[QUOTED PASSAGE Boundary: Start]
# Pillars Of The Sikh Faith



## Admin (Sep 28, 2009)

Pillars of the Sikh Faith

The first thing that came into my mind was the 3 pillars of the Sikh faith
 Just a few days ago, one evening my son suggested that we should go to the park just opposite my house to play basketball. My son and I were using one side of the court and on the other side; a lady was playing with her two children.


 As we got closer, she approached me rather inquisitively, about my faith and why I was wearing a saffron turban. I replied by saying that I am a practicing Sikh and I am of the Sikh faith. She was curious and also remarked that she has not heard of this religion and she assumed that it is passive religion.


 She is from Macedonia and has migrated to UK to be domiciled here and she has not seen in her entire life people with such unique appearance who stands out; she started asking me about the faith.


 The first thing that came into my mind was the 3 pillars of the Sikh faith, which is, naam japna, vand keh chakna and kirat karni (uttering the name of Waheguru, sharing and living an honest living).


 She listened with great interest and she asked for more information. I also encouraged her to visit a local Gurdwara for her to gain more insight into the principles and practices of Sikh faith. Whilst talking, her daughter was clinging on to her and she butted in and asked her mother what their faith was. She replied by saying that they are Orthodox Christian and she persevered further to ask more questions. As the night was drawing closer, I finally said that she should either go on the Sikh website or read The Sikh Times, to get the real feeling of what is like to be a True Sikh.


 On my return home, it dawned upon me that I should produce a little leaflet for distribution and then I decided to write on the Sikh faith, the three pillars of the unique and its practices for others to grasp it. She is not the first one and it is not going to the last time so I thought it would be good to make others aware of the faith. My aspiration is to see that this wonderful faith is there to grow and grow fast for others to embrace, as many have so embarked on the path of Sikhi.


 The three pillars or the triple principle underlying Sikh ethics and way of life is *naam japna, kirat karni* and *vand chhakana* (i.e. to repeat the God Name, to be ready to engage in the labor of one’s hands and to be willing to share with others their victuals). This was formalised by Guru Nanak Dev Ji and he directly had the Sikhs to practice simran and naam japna- meditate on God and reciting God’s name or shabad: Ik Oankar, Satnam or Vahiguru are just a few examples.” He also asked the Sikhs to live as householders (grishasti) and practice kirat karni (to honestly earn by own sweat and maintaining high spiritual moral values and spirituality. Kirat is central to the Sikh concept of sewa or self-abnegating (self-sacrifice) deeds of service. It also involves setting apart of the obligatory one tenth of one’s earning for communal purposes (daswandh). Daswandh also includes allocating two and half hours per day to remember God on one’s own by meditating in his Name. Vand chhakana is to share and consume together. The whole ethos is to share their acquisition within their community and such humble gestures are observed at the Gurdwaras or are demonstrated by their hospitality at home.
[QUOTED PASSAGE Boundary: End]
[APPLY WHAT YOU READ]:
1. For each statement, say yes or no depending on whether the post on the pillars of the Sikh faith agrees with it, and quote the words of the post that decide it.
(a) The lady in the park had heard of the Sikh religion before.
(b) Guru Nanak Dev Ji formalised the three pillars.
(c) Daswandh involves setting aside one fifth of one's earnings.
2. Answer these questions from the post on the pillars of the Sikh faith.
(a) Where is the lady in the park from?
(b) What color was the writer's turban?
(c) How much time per day does daswandh allocate to remembering God?
The material after this post is separate from it.
[STORED DATA Boundary: Start]
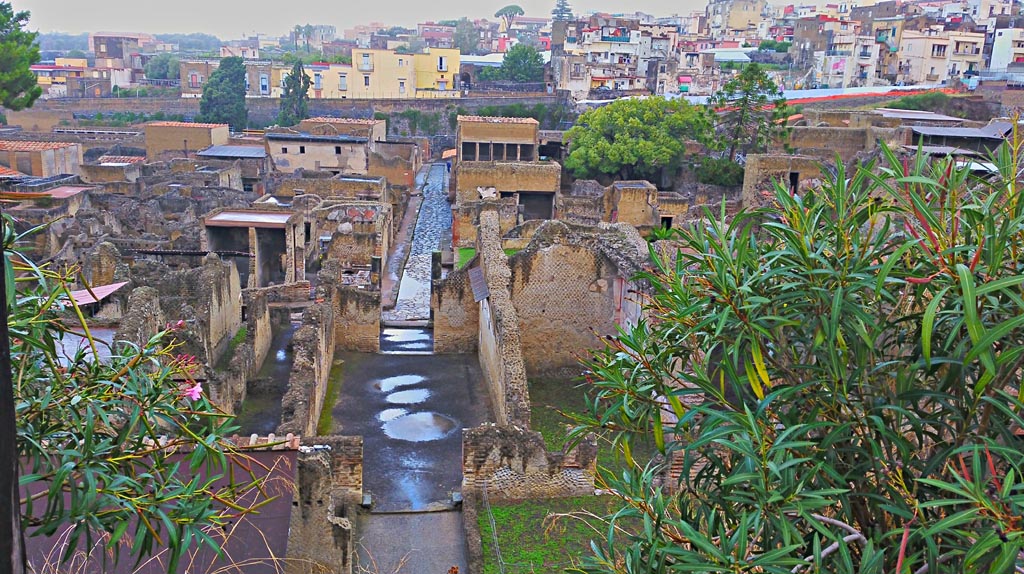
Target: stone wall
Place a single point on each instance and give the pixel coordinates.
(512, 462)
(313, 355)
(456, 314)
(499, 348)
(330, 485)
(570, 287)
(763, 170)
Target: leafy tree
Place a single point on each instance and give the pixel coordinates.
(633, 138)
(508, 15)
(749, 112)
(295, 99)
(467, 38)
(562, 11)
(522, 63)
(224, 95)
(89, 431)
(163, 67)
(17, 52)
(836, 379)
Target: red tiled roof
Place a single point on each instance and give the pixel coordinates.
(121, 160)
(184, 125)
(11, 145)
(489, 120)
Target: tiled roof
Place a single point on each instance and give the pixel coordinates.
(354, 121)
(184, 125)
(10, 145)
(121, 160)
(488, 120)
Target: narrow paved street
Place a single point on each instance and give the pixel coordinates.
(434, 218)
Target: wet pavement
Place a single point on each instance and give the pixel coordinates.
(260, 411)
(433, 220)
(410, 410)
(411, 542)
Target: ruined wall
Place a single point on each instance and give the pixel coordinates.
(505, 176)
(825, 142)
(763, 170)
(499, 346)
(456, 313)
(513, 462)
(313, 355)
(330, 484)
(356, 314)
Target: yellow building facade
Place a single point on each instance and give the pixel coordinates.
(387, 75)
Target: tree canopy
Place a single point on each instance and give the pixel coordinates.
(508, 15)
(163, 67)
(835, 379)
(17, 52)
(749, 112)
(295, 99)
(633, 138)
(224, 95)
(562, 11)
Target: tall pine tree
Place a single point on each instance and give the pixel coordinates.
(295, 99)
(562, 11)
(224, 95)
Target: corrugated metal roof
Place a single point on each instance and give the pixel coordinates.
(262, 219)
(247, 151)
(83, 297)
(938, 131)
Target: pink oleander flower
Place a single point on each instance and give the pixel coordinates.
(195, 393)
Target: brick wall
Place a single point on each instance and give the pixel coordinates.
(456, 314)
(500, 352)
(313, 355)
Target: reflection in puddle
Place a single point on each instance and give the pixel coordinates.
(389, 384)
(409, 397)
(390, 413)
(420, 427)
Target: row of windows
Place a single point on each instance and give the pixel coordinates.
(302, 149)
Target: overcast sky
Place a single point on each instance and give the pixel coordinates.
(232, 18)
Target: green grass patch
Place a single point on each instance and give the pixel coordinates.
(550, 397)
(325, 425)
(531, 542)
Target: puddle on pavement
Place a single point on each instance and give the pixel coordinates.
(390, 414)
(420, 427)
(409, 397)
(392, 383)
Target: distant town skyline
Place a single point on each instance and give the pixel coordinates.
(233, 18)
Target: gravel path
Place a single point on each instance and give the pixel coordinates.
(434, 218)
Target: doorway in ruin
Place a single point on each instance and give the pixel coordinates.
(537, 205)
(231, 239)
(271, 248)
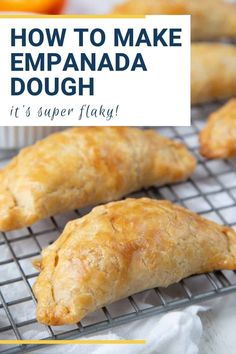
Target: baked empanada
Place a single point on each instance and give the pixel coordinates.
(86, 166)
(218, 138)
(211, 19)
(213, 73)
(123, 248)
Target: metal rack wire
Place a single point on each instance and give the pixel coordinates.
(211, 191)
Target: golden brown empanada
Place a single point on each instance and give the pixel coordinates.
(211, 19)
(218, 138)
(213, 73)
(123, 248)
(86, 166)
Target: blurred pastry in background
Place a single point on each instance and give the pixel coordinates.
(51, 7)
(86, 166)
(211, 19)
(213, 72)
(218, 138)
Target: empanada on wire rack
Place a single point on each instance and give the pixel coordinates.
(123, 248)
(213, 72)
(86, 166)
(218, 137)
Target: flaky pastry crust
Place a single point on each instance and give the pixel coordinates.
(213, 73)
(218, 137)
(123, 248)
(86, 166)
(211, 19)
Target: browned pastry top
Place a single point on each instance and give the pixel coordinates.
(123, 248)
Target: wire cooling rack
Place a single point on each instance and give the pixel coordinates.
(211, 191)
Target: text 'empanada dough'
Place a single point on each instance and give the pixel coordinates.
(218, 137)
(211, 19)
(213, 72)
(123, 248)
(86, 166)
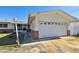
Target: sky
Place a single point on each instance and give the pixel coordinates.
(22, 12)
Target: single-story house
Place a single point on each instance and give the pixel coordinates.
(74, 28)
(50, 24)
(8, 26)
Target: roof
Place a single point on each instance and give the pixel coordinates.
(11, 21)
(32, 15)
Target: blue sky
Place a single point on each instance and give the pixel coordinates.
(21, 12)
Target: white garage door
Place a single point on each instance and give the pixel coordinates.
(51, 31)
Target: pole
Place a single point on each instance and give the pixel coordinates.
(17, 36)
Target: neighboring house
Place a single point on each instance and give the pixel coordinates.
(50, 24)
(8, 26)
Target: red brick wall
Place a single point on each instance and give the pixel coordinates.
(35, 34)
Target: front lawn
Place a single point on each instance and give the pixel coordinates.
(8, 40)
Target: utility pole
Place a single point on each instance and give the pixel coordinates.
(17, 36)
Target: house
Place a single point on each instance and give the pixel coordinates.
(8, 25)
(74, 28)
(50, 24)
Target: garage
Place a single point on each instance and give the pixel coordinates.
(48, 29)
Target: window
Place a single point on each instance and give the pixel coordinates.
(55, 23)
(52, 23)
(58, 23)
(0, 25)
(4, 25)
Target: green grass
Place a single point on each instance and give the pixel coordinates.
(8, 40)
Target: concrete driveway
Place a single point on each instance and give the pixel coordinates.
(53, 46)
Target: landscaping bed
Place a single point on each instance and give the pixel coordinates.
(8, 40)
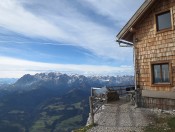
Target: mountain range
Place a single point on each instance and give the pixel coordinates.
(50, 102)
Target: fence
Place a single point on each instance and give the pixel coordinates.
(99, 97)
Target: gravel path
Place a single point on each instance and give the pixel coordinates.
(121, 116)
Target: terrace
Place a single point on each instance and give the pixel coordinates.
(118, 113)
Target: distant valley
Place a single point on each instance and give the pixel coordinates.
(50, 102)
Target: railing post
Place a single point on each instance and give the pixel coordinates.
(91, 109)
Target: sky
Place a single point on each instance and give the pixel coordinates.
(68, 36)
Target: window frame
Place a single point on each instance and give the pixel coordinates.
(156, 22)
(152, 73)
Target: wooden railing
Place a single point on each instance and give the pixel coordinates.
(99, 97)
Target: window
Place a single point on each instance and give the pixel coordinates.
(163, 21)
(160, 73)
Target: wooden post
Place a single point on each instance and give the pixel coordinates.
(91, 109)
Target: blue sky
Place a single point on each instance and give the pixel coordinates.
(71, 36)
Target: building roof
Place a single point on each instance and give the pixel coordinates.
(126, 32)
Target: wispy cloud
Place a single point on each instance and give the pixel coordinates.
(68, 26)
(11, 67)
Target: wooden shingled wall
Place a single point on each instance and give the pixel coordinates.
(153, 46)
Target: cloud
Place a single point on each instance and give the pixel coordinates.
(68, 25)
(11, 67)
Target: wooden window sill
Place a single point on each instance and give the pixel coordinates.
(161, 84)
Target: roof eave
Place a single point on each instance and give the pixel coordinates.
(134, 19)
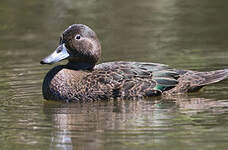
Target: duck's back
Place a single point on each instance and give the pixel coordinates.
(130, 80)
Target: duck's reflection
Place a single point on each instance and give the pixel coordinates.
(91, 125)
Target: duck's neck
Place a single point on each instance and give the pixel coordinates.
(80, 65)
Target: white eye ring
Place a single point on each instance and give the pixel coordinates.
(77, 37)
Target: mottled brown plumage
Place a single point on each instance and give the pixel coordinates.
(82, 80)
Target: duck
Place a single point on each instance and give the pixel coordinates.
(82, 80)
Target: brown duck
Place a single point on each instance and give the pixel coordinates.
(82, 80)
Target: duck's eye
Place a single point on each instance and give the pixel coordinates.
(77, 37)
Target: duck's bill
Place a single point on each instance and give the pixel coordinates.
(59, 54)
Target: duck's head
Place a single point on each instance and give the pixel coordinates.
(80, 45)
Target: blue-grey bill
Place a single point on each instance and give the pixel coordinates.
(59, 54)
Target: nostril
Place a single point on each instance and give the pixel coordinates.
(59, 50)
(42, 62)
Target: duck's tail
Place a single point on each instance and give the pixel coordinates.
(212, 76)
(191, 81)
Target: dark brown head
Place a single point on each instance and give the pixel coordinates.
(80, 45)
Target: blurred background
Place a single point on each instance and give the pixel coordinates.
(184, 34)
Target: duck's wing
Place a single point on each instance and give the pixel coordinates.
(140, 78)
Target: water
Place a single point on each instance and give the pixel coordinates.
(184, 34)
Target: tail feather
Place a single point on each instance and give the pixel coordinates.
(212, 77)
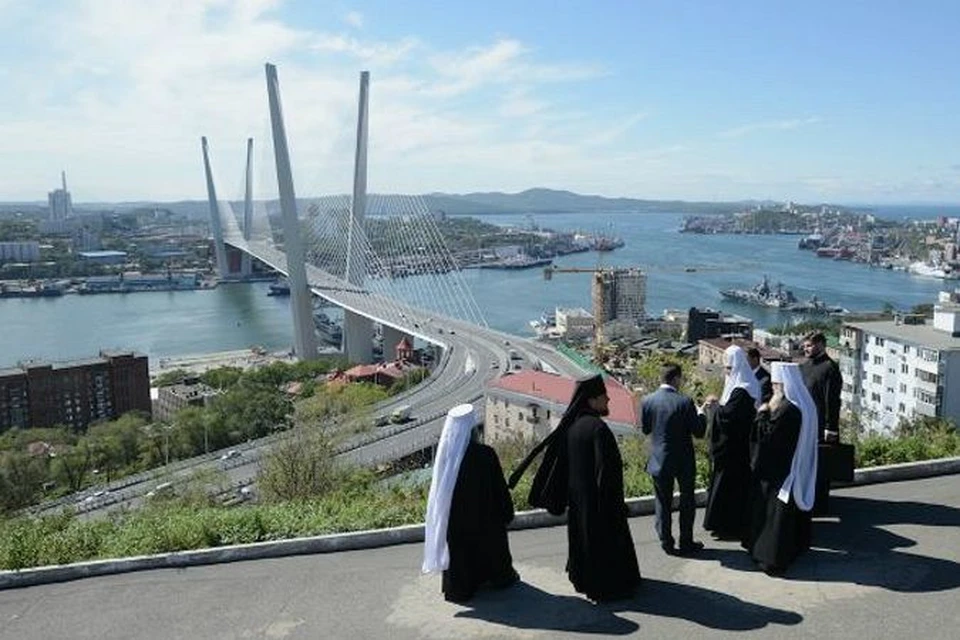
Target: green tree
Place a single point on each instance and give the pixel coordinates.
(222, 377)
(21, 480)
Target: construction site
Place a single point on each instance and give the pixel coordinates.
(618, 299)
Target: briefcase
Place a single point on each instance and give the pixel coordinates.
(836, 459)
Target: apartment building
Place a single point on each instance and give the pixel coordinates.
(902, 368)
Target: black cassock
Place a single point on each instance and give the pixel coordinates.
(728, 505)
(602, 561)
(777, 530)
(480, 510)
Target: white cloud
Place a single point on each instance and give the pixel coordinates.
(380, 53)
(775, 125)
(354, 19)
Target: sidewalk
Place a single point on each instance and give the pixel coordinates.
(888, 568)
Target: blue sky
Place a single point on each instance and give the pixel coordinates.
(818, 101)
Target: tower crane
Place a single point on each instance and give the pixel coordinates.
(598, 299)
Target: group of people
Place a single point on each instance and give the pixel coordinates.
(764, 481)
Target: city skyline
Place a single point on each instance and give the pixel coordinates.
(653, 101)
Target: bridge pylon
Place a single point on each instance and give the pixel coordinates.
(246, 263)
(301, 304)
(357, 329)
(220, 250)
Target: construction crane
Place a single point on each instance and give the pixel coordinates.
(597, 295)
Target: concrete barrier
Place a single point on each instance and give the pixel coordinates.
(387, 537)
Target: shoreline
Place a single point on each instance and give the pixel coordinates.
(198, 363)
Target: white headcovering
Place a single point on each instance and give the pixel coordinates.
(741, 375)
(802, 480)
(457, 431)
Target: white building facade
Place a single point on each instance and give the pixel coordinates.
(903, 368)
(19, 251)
[STORED DATA Boundary: End]
[PER-TASK ANSWERS]:
1.
(a) No: "she has not heard of this religion"
(b) Yes: "This was formalised by Guru Nanak Dev Ji"
(c) No: "setting apart of the obligatory one tenth of one’s earning for communal purposes (daswandh)"

2.
(a) Macedonia
(b) Saffron
(c) Two and a half hours